[Tarea práctica]: Por favor, reproduce textualmente el fragmento del texto siguiente sobre la naturaleza relacional del ser humano que empieza con "Publicado el 23" y continúa hasta "que nos humaniza.".

[Texto proporcionado]:

== == ==

Teselas de un Mosaico (II)

Publicado el 23 de octubre de 2025, 23:30

   Parece mentira que la psicología y otras disciplinas afines, que tienen al ser humano como centro de sus preocupadas reflexiones, hayan tardado tanto en reconocer –y lo hayan olvidado también con tanta frecuencia- la naturaleza relacional del hombre. Conviene, pues, que se nos siga recordando que si algo hay de natural en nosotros sea, principalmente, esa naturaleza relacional que nos humaniza.

   Freud hablaba del amor y el trabajo como condiciones esenciales de la felicidad humana y, por ende, de la salud y el bienestar. Ambas, actividades, que se hacen hacia y desde los demás, confirman, si ello fuera aún necesario, el imperativo que los seres humanos tenemos de establecer vínculos de apego y relaciones significativas, esto es, amorosas.

   Como señaló Bowlby, es la familia ese lugar privilegiado en que tales vínculos relacionales se crean y experimentan. No el único, pero sí el principal. Es en su nicho profundo que aprendemos a esbozar el mapa con que nos orientaremos en el mundo y es allí donde se generan los primeros patrones de adaptación y supervivencia no instintivos; aquellos que, grabados en nuestro cerebro, tejerán la urdimbre de afectos y creencias con que nos hacemos visibles a los ojos ajenos, la base segura de nuestras capacidades y competencias, también nuestras íntimas fragilidades. Como nos recordaba Rof Carballo, la inmadurez genética del cerebro está ya determinada a estructurarse con las relaciones, pues el cerebro es un órgano que ha de servir al organismo para adaptarse al mundo externo y a las circunstancias culturales concretas que a cada cual le tocan vivir. No es, pues, una banalidad dedicar un tiempo a la reflexión sobre la naturaleza vincular del ser humano

  Y no estaría de más completar estas reflexiones pendientes haciendo una somera indicación de la cualidad terapéutica del encuentro, que está en la base de nuestro trabajo profesional y en la naturaleza de los vínculos que nos constituyeron. El viejo arte de curar por medio de las palabras, del que hablaban los clásicos, nos lleva a indagar qué sea aquello que se produce en el encuentro terapéutico, aquello que acabará ayudando a los otros a soportar el sufrimiento y a vivir una vida más plena y capaz. Es difícil no ver en la terapia ese espacio generador de seguridad, donde las personas se abren a la mirada ajena para descubrirse a sí mismos en el contexto del prójimo, y se atreven a mostrar lo que nunca se dijo, lo que quedó silenciado, aquello a lo que el terapeuta ayuda a que sea puesto en palabras y conjurado, sugerido o manifestado con claridad. Trabajamos con intangibles y trabajamos en la incertidumbre, pero en la dirección de recrear, de dar poder, de restituir la palabra a quienes son sus auténticos dueños: la palabra que les explica y les ofrece el bálsamo de un sentido.

  Sobre todas estas cosas, y otras parecidas, debe el terapeuta haber reflexionado alguna vez, más allá de las técnicas que aplicará con rigor profesional. Y ello, sobre todo, porque los terapeutas no son expendedores de magia, como tampoco gestores de culpa. La terapia habla el lenguaje de la competencia, el perdón, la aceptación y la revinculación.

== == ==

[Material de origen]:
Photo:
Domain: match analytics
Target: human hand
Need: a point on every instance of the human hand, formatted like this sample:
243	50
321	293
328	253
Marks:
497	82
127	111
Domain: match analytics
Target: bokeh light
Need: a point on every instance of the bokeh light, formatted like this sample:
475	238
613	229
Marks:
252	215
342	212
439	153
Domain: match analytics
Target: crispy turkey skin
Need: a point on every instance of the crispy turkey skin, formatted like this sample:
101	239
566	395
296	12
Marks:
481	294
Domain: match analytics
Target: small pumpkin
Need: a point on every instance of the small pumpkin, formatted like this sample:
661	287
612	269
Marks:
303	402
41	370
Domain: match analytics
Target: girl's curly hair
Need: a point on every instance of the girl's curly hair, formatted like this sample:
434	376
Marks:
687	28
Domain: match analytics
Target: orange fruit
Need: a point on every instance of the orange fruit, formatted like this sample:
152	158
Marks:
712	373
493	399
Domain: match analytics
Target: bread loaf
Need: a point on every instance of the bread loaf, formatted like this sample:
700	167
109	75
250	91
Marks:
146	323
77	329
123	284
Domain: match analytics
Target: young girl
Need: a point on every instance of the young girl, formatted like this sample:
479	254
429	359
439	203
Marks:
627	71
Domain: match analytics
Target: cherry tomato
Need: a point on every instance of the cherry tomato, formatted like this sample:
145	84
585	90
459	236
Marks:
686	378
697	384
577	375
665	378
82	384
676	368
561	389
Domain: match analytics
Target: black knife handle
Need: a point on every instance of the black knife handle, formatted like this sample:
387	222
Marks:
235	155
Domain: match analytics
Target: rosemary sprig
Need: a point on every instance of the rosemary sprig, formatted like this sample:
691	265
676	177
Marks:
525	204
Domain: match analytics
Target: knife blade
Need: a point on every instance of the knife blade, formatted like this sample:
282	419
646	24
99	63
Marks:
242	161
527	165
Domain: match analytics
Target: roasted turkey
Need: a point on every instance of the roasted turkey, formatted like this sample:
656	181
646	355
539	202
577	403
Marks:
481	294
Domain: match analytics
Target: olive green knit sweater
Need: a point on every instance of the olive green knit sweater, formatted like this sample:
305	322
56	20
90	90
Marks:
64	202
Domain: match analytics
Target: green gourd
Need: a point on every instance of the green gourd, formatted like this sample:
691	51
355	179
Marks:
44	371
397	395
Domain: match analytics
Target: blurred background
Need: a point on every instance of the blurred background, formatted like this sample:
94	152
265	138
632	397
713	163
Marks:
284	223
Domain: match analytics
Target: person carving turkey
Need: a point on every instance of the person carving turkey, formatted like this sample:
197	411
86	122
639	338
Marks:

== == ==

[Problema resuelto]:
Publicado el 23 de octubre de 2025, 23:30

   Parece mentira que la psicología y otras disciplinas afines, que tienen al ser humano como centro de sus preocupadas reflexiones, hayan tardado tanto en reconocer –y lo hayan olvidado también con tanta frecuencia- la naturaleza relacional del hombre. Conviene, pues, que se nos siga recordando que si algo hay de natural en nosotros sea, principalmente, esa naturaleza relacional que nos humaniza.